## START Recorded information

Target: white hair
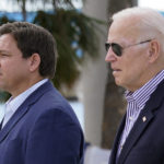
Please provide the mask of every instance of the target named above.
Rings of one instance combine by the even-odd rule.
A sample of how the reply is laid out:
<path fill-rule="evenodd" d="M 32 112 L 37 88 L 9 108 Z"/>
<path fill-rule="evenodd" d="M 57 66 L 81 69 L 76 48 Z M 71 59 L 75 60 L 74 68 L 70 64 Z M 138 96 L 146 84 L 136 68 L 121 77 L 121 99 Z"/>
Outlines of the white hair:
<path fill-rule="evenodd" d="M 127 8 L 113 15 L 113 21 L 134 19 L 134 26 L 141 31 L 140 39 L 157 38 L 164 50 L 164 16 L 150 8 Z"/>

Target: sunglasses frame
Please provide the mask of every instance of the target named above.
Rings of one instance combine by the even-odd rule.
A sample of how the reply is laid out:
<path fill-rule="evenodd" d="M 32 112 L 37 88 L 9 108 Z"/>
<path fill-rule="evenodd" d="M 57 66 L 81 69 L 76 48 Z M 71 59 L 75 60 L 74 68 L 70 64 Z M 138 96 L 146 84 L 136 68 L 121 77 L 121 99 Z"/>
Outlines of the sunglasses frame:
<path fill-rule="evenodd" d="M 154 38 L 153 38 L 154 39 Z M 116 54 L 116 56 L 120 57 L 122 55 L 122 50 L 126 49 L 126 48 L 129 48 L 129 47 L 132 47 L 132 46 L 137 46 L 137 45 L 141 45 L 141 44 L 144 44 L 144 43 L 149 43 L 149 42 L 152 42 L 153 39 L 147 39 L 147 40 L 143 40 L 143 42 L 140 42 L 140 43 L 137 43 L 137 44 L 133 44 L 133 45 L 129 45 L 127 47 L 121 47 L 119 44 L 117 43 L 105 43 L 105 49 L 106 51 L 108 52 L 109 48 L 112 47 L 113 51 Z M 115 47 L 114 47 L 115 46 Z"/>

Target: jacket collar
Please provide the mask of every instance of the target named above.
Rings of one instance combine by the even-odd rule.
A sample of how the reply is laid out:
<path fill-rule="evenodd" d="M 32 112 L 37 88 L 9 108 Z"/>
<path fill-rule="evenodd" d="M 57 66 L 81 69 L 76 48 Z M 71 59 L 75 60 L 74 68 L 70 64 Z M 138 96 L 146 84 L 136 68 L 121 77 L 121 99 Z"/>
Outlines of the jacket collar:
<path fill-rule="evenodd" d="M 30 106 L 37 102 L 37 99 L 49 90 L 54 90 L 54 86 L 50 81 L 40 85 L 36 91 L 34 91 L 25 102 L 17 108 L 15 114 L 7 122 L 3 129 L 0 131 L 0 142 L 8 136 L 12 128 L 19 122 L 21 118 L 30 110 Z"/>
<path fill-rule="evenodd" d="M 133 128 L 131 129 L 125 145 L 121 150 L 121 153 L 119 155 L 119 159 L 117 161 L 117 164 L 122 164 L 128 156 L 130 150 L 132 147 L 138 142 L 140 136 L 142 136 L 144 129 L 150 125 L 151 120 L 155 117 L 154 110 L 157 109 L 157 107 L 161 105 L 161 103 L 164 99 L 164 80 L 159 84 L 157 89 L 152 93 L 150 99 L 147 102 L 144 108 L 140 113 Z M 114 150 L 110 156 L 110 163 L 116 163 L 116 155 L 117 155 L 117 149 L 118 143 L 121 137 L 121 132 L 125 126 L 126 116 L 124 117 L 124 120 L 120 125 L 120 128 L 118 129 L 118 134 L 116 136 L 116 140 L 114 142 Z"/>

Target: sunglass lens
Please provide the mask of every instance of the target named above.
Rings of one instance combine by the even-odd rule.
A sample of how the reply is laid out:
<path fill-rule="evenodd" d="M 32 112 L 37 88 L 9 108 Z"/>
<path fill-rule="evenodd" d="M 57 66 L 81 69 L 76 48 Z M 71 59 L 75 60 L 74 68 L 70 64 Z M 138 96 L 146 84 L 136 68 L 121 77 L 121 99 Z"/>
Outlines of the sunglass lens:
<path fill-rule="evenodd" d="M 117 56 L 121 56 L 121 47 L 118 44 L 113 44 L 112 48 Z"/>

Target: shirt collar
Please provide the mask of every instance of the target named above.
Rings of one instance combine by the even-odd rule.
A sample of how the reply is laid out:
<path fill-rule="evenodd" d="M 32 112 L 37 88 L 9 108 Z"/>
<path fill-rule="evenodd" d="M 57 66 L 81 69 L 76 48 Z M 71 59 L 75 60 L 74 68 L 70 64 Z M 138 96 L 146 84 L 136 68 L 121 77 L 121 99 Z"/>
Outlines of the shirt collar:
<path fill-rule="evenodd" d="M 151 94 L 155 91 L 160 82 L 164 80 L 164 70 L 152 78 L 148 83 L 136 92 L 126 91 L 126 98 L 128 102 L 134 101 L 137 106 L 142 109 L 150 98 Z"/>

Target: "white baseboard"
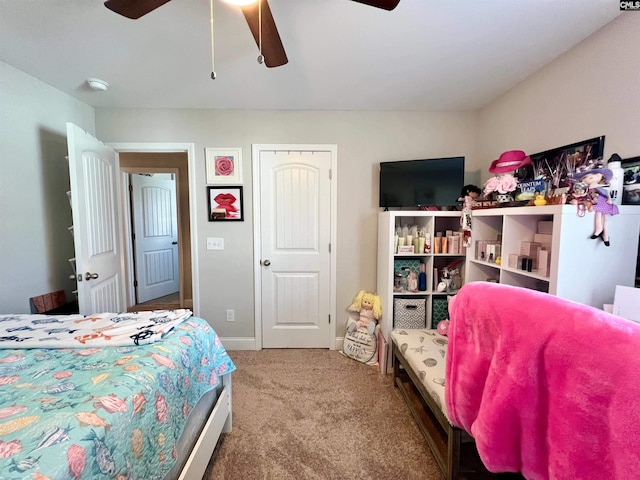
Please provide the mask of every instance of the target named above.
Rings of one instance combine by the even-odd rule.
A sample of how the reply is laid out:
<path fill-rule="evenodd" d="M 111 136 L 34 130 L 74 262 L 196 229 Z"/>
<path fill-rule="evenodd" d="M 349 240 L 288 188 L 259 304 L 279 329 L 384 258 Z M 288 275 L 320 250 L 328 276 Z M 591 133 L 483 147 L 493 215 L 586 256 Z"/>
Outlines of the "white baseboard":
<path fill-rule="evenodd" d="M 259 350 L 253 337 L 220 337 L 226 350 Z"/>
<path fill-rule="evenodd" d="M 220 341 L 227 350 L 260 350 L 256 347 L 256 339 L 251 337 L 220 337 Z M 342 351 L 344 337 L 336 338 L 336 350 Z"/>

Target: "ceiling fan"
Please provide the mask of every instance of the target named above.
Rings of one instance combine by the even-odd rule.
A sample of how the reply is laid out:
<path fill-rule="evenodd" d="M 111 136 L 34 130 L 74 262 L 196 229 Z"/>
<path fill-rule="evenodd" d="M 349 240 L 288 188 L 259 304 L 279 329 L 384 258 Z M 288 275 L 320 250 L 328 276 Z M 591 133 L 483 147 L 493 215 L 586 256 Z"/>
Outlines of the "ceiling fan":
<path fill-rule="evenodd" d="M 133 20 L 161 7 L 170 0 L 107 0 L 104 6 L 120 15 Z M 400 0 L 351 0 L 371 7 L 393 10 Z M 232 2 L 233 3 L 233 2 Z M 245 2 L 246 3 L 246 2 Z M 264 57 L 267 67 L 279 67 L 289 60 L 284 51 L 280 34 L 267 0 L 256 0 L 242 6 L 242 13 L 249 24 L 253 38 Z M 262 29 L 262 31 L 260 31 Z M 261 35 L 262 34 L 262 35 Z"/>

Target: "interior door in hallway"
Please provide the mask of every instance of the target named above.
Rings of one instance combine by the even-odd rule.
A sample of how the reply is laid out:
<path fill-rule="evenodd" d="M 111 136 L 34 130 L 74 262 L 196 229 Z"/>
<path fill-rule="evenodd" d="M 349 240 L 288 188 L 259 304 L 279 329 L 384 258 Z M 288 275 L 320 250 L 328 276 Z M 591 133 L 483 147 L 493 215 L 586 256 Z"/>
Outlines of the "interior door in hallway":
<path fill-rule="evenodd" d="M 126 310 L 116 152 L 67 123 L 80 313 Z"/>
<path fill-rule="evenodd" d="M 170 173 L 132 174 L 137 303 L 180 288 L 176 181 Z"/>
<path fill-rule="evenodd" d="M 264 348 L 329 347 L 330 170 L 330 152 L 260 152 Z"/>

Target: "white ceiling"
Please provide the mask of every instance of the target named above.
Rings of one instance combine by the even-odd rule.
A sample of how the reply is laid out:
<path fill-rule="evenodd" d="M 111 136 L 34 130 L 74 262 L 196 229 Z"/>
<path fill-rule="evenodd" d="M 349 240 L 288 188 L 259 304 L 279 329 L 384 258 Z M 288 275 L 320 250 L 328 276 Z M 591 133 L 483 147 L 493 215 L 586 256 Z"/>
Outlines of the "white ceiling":
<path fill-rule="evenodd" d="M 620 14 L 616 0 L 269 0 L 289 63 L 266 68 L 238 7 L 0 0 L 0 60 L 95 107 L 475 110 Z M 110 83 L 89 90 L 87 77 Z"/>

## END Recorded information

Written exercise - Return the entries word for word, starting with the line that contains "Target: jacket collar" and going on through the line that contains "117 56 L 121".

Answer to the exercise -
Target: jacket collar
Please provide the mask of every instance of the target named above.
Rings of one instance combine by the even-odd rule.
A sample of how the reply is laid out:
<path fill-rule="evenodd" d="M 32 112 L 37 88 L 9 108 Z"/>
<path fill-rule="evenodd" d="M 57 66 L 81 69 L 76 48 Z M 71 59 L 75 60 L 74 68 L 70 64 Z M 138 96 L 146 84 L 136 68 L 121 77 L 121 99 Z"/>
Outlines of the jacket collar:
<path fill-rule="evenodd" d="M 30 106 L 37 102 L 37 99 L 49 90 L 54 90 L 54 86 L 50 81 L 40 85 L 36 91 L 34 91 L 25 102 L 17 108 L 15 114 L 7 122 L 3 129 L 0 131 L 0 142 L 8 136 L 12 128 L 19 122 L 21 118 L 30 110 Z"/>
<path fill-rule="evenodd" d="M 133 128 L 131 129 L 125 145 L 121 150 L 121 153 L 119 155 L 119 159 L 117 161 L 117 164 L 122 164 L 128 156 L 130 150 L 132 147 L 138 142 L 140 136 L 142 136 L 144 129 L 150 125 L 151 120 L 155 117 L 154 110 L 157 109 L 157 107 L 161 105 L 161 103 L 164 99 L 164 80 L 159 84 L 157 89 L 152 93 L 150 99 L 147 102 L 144 108 L 140 113 Z M 114 150 L 110 156 L 110 163 L 116 163 L 116 155 L 117 155 L 117 149 L 118 143 L 121 137 L 121 132 L 125 126 L 126 116 L 124 117 L 124 120 L 120 125 L 120 128 L 118 129 L 118 134 L 116 136 L 116 140 L 114 142 Z"/>

Target: sunglass lens
Please provide the mask of every instance of the target named above.
Rings of one instance combine by the even-odd rule.
A sample of how the reply is laid out:
<path fill-rule="evenodd" d="M 32 112 L 37 88 L 9 108 Z"/>
<path fill-rule="evenodd" d="M 57 66 L 81 69 L 76 48 Z M 71 59 L 75 60 L 74 68 L 70 64 Z M 138 96 L 146 84 L 136 68 L 121 77 L 121 99 Z"/>
Outlines of the sunglass lens:
<path fill-rule="evenodd" d="M 117 56 L 121 56 L 121 47 L 118 44 L 113 44 L 112 48 Z"/>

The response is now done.